# EXERCISE OBJECTIVE
From first line to last, give the records again word for word and omit the pictures.

# Natural language region descriptions
-------------------------

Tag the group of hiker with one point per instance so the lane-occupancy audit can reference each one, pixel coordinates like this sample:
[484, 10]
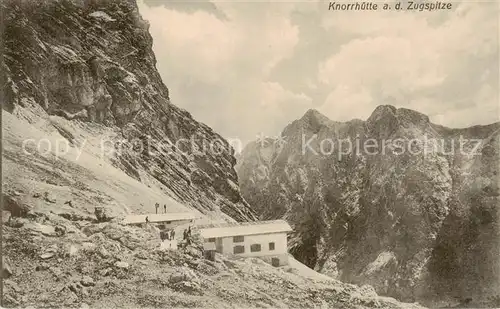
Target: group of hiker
[170, 234]
[157, 205]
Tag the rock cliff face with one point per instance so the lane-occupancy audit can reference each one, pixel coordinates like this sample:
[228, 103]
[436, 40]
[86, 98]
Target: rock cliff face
[89, 63]
[394, 201]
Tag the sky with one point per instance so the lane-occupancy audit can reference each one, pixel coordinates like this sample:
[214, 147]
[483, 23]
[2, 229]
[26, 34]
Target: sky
[249, 68]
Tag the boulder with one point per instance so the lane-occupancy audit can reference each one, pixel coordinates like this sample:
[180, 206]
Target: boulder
[122, 265]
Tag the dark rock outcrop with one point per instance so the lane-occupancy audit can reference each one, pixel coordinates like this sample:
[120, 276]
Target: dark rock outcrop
[91, 61]
[394, 201]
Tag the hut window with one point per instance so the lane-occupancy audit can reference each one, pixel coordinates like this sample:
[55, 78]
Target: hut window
[238, 239]
[255, 248]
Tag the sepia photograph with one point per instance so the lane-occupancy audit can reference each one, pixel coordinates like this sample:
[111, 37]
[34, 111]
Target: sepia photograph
[250, 154]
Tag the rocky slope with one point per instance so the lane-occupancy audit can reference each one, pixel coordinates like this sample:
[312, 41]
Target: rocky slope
[414, 217]
[83, 72]
[88, 122]
[59, 261]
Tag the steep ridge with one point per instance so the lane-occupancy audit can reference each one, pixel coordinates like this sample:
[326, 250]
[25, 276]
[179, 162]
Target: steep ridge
[83, 72]
[394, 201]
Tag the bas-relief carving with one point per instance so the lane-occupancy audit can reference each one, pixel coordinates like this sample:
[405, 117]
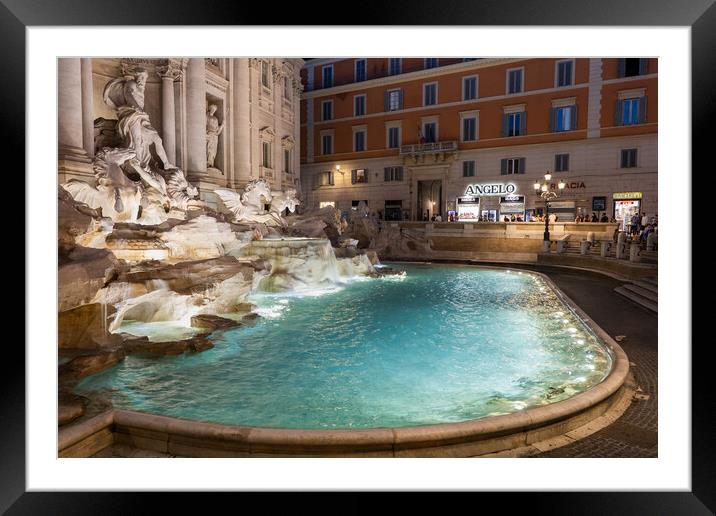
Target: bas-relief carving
[129, 184]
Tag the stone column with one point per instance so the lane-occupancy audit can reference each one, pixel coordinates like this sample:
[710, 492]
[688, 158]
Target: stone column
[87, 107]
[196, 118]
[242, 122]
[72, 156]
[169, 73]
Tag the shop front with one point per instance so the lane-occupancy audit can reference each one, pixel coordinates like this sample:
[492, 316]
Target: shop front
[626, 205]
[468, 209]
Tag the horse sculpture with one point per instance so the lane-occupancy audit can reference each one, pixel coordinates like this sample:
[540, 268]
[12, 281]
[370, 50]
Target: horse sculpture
[249, 206]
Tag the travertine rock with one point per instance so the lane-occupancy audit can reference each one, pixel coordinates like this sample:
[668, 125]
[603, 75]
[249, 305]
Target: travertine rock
[82, 272]
[85, 327]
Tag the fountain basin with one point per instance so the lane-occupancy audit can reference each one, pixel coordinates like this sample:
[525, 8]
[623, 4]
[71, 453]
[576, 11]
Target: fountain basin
[486, 434]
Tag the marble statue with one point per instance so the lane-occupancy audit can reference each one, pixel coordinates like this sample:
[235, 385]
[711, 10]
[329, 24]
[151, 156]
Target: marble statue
[213, 130]
[128, 186]
[249, 206]
[281, 201]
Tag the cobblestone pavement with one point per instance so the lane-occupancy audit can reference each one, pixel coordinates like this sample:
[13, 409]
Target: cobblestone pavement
[635, 433]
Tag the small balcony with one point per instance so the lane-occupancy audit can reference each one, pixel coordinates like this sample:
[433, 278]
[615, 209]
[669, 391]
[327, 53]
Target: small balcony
[434, 152]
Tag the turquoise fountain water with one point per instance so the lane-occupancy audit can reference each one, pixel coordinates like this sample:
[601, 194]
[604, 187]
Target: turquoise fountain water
[440, 344]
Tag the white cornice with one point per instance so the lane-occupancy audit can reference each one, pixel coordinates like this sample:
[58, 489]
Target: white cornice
[403, 77]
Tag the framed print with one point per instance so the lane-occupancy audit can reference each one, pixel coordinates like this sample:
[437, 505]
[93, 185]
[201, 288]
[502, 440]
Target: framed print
[359, 252]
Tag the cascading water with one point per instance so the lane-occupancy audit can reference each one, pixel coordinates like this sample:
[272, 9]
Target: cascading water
[300, 264]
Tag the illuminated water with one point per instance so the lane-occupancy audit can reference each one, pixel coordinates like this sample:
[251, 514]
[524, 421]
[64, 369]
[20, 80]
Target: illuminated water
[441, 344]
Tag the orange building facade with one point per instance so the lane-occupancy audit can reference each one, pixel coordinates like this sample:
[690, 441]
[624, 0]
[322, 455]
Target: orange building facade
[413, 138]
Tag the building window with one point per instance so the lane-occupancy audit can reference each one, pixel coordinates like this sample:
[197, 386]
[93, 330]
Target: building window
[430, 130]
[328, 76]
[325, 179]
[513, 124]
[510, 166]
[468, 168]
[266, 154]
[469, 88]
[628, 158]
[469, 129]
[393, 137]
[394, 66]
[359, 176]
[561, 162]
[632, 66]
[564, 118]
[631, 111]
[393, 173]
[327, 110]
[359, 105]
[514, 81]
[360, 70]
[564, 73]
[430, 94]
[327, 144]
[287, 161]
[264, 74]
[287, 88]
[359, 141]
[393, 100]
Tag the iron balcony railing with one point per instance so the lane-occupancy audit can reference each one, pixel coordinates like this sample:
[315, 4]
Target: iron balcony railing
[429, 148]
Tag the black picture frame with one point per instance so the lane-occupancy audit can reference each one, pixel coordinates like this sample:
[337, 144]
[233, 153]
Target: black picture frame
[700, 15]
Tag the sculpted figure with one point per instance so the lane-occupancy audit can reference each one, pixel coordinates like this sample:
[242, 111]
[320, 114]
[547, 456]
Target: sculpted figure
[249, 206]
[282, 201]
[126, 95]
[213, 130]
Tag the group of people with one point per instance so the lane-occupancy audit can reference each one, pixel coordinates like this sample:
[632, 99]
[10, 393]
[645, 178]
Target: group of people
[593, 218]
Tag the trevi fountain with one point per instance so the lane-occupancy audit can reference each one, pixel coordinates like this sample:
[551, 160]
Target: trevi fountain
[256, 327]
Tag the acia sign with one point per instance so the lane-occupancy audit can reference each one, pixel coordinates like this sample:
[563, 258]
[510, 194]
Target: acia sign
[491, 189]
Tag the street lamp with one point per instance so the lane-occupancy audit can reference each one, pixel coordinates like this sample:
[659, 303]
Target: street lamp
[543, 189]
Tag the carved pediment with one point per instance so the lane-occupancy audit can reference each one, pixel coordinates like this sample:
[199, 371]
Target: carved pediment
[267, 134]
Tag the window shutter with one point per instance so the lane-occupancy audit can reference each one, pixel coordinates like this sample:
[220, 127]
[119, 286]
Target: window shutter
[618, 112]
[642, 109]
[643, 66]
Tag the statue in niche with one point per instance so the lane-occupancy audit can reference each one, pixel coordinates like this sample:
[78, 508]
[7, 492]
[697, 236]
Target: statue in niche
[213, 130]
[128, 184]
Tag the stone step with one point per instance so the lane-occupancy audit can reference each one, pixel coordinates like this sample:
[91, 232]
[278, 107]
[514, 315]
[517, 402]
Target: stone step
[636, 298]
[647, 285]
[649, 294]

-------------------------

# SOLUTION TO THE PROBLEM
Tag the group of hiker with one point per instance so the lane-occupancy audit can reference each one, pixel coordinates like this sample:
[484, 10]
Target: group of hiker
[170, 234]
[157, 205]
Tag the rock cliff face with one point per instance so the lane-occupancy audit can reference each one, pixel coordinates like this sample:
[228, 103]
[436, 40]
[86, 98]
Target: rock cliff face
[89, 63]
[394, 201]
Tag the sky with one point per instance so the lane-occupancy audit can reference each one, pixel coordinates like this sample:
[214, 147]
[483, 23]
[2, 229]
[26, 34]
Target: sky
[249, 68]
Tag the boulder with one point per instance so the lane-occupancy audit can reference each one, pixel coordinates like this sample:
[180, 206]
Target: boulder
[122, 265]
Tag the dark rock outcrop with one point per instance so the lane-occupancy audit can reference each one, pixel coordinates like this sample:
[120, 276]
Target: dark rock outcrop
[91, 61]
[394, 201]
Tag the hut window with one point per instance so the lane-occupancy audit can reference each one, pixel coordinates like this sample:
[55, 78]
Target: hut window
[238, 239]
[255, 248]
Tag the sepia photograph with one point per instance so the lane-occupancy audit can reference each one, pixel coordinates like this sample:
[111, 37]
[34, 111]
Target: sepia photograph
[250, 154]
Tag the rocky slope with one point per instance so the lane-occupancy audit can reference each one, pixel coordinates like this sample:
[312, 41]
Target: rocky slope
[414, 217]
[83, 72]
[88, 122]
[59, 261]
Tag the steep ridge with one point per instance so the lane-occupancy audit can reference each one, pixel coordinates like this sample:
[326, 250]
[25, 276]
[179, 162]
Target: steep ridge
[83, 72]
[394, 201]
Tag the bas-relief carving with one point per instance so the lane-occupancy audit can reference each one, pixel coordinates like this sample:
[405, 117]
Target: bas-relief carving
[129, 184]
Tag the stone column with one point per instance so the lane-occupancy audit can reference each one, pixel coordinates like this sample:
[710, 492]
[688, 158]
Target: stone column
[87, 107]
[196, 118]
[242, 122]
[72, 156]
[169, 73]
Tag the shop front with one point per instance so the lane-occupancy audit can reference each one, pixel coordinates like this sample:
[492, 316]
Target: shop front
[626, 205]
[468, 209]
Tag the horse sculpture with one point per instance so the lane-occupancy audit can reference each one, pixel coordinates like this sample:
[540, 268]
[12, 281]
[370, 50]
Target: horse sculpture
[249, 206]
Tag the travertine rock with one point per instance so the lane-occupancy audit can reference each one, pixel coordinates like this sample:
[668, 125]
[603, 75]
[249, 305]
Target: travertine rock
[82, 272]
[85, 327]
Tag the fountain basin with one point per instance so the lane-occupancy audit can reference each one, pixel coordinates like this sample:
[525, 8]
[623, 4]
[71, 453]
[576, 11]
Target: fountain basin
[486, 434]
Tag the marble statue with one point per instance so the lane-occupancy audit can reference each one, pixel coordinates like this sample:
[235, 385]
[711, 10]
[329, 24]
[151, 156]
Target: marble statue
[213, 130]
[128, 186]
[249, 206]
[281, 201]
Tag the cobblestone pavement with one point per instance so the lane-occupancy audit can reference each one, pixel coordinates like this sample:
[13, 409]
Target: cobblestone pavement
[635, 433]
Tag the small balcony with one point per instance so the lane-occupancy audit can reference each one, pixel coordinates like this sample:
[433, 278]
[615, 209]
[669, 391]
[327, 53]
Target: small balcony
[434, 152]
Tag the turquoise fountain water with one point per instance so the lane-occupancy audit can reference each one, pixel coordinates like this sample:
[601, 194]
[604, 187]
Target: turquoise fountain water
[440, 344]
Tag the white cornice with one point per instance so the lane-occupancy audit can reference each one, pixel coordinates like this sample:
[58, 489]
Target: white cornice
[403, 77]
Tag the framed print with one point per instance so the lane-occupancy audit can reference each one, pixel coordinates like this sample:
[437, 505]
[93, 185]
[201, 288]
[502, 440]
Target: framed print
[359, 252]
Tag the cascading water with one point per instance so the lane-occupancy audit can reference each one, pixel coordinates like this sample:
[272, 9]
Target: cascading water
[300, 264]
Tag the illuminated water with one point per instance so the lane-occupancy audit can reference each one, pixel coordinates like this sample:
[251, 514]
[524, 421]
[64, 369]
[20, 80]
Target: illuminated water
[441, 344]
Tag the orange building facade with one point per instance so the lane-occupancy audit can reference each one, pixel coordinates like this sample:
[690, 441]
[624, 0]
[322, 455]
Target: orange building facade
[413, 138]
Tag the building window with one point per instance so the lane-occupancy audit can reference each one, pixel coordinates like this sample:
[197, 386]
[93, 330]
Target: building window
[430, 130]
[328, 76]
[325, 179]
[513, 124]
[510, 166]
[468, 168]
[266, 154]
[469, 88]
[628, 158]
[469, 129]
[393, 137]
[394, 66]
[359, 176]
[561, 162]
[632, 66]
[564, 118]
[631, 111]
[393, 173]
[327, 110]
[359, 105]
[514, 81]
[360, 70]
[564, 73]
[430, 94]
[327, 144]
[287, 161]
[264, 74]
[287, 88]
[359, 141]
[393, 100]
Tag the iron balcony railing with one point per instance so the lane-occupancy audit can reference each one, pixel coordinates like this sample:
[315, 4]
Target: iron balcony railing
[429, 148]
Tag the black picture frame with one point per instance so the lane-occupancy audit can reference each one, pixel coordinates like this sample:
[337, 144]
[233, 153]
Target: black picture frame
[700, 15]
Tag the sculpted figure with one point per instance so the lane-occupancy audit can reference each one, pixel coordinates like this sample:
[242, 111]
[320, 114]
[547, 456]
Target: sculpted figure
[249, 206]
[282, 201]
[126, 95]
[213, 130]
Tag the group of people with one point per instance so the lane-occupancy audit can reference each one, pixel coordinates like this sample:
[632, 99]
[10, 393]
[645, 178]
Target: group of people
[593, 218]
Tag the trevi fountain with one point per instance so the lane-occupancy audit can reference each one, pixel coordinates like this sample:
[551, 160]
Target: trevi fountain
[256, 327]
Tag the acia sign with one point per instance so the lane-occupancy audit can reference each one, pixel coordinates like this sample:
[563, 258]
[510, 194]
Target: acia sign
[491, 189]
Tag the street lamp with one point per instance so the lane-occupancy audit can reference each one, pixel coordinates like this sample:
[659, 303]
Target: street lamp
[543, 189]
Tag the carved pediment with one point per instance so the lane-occupancy audit can reference each one, pixel coordinates like this sample:
[199, 371]
Target: carved pediment
[267, 134]
Tag the window shutter with one point per instance so the lane-occupancy audit can reference each one, pixel coordinates like this sample:
[220, 127]
[119, 286]
Target: window shutter
[618, 112]
[642, 109]
[643, 66]
Tag the statue in niche with one point per instance so the lane-occupancy audit can reference each one, pixel coordinates like this sample:
[78, 508]
[7, 492]
[697, 236]
Target: statue in niche
[213, 130]
[128, 184]
Tag the stone step with one point per instance so the lane-occupancy audit can reference each one, pixel coordinates like this sample:
[91, 232]
[278, 107]
[514, 315]
[517, 402]
Target: stone step
[636, 298]
[647, 285]
[649, 294]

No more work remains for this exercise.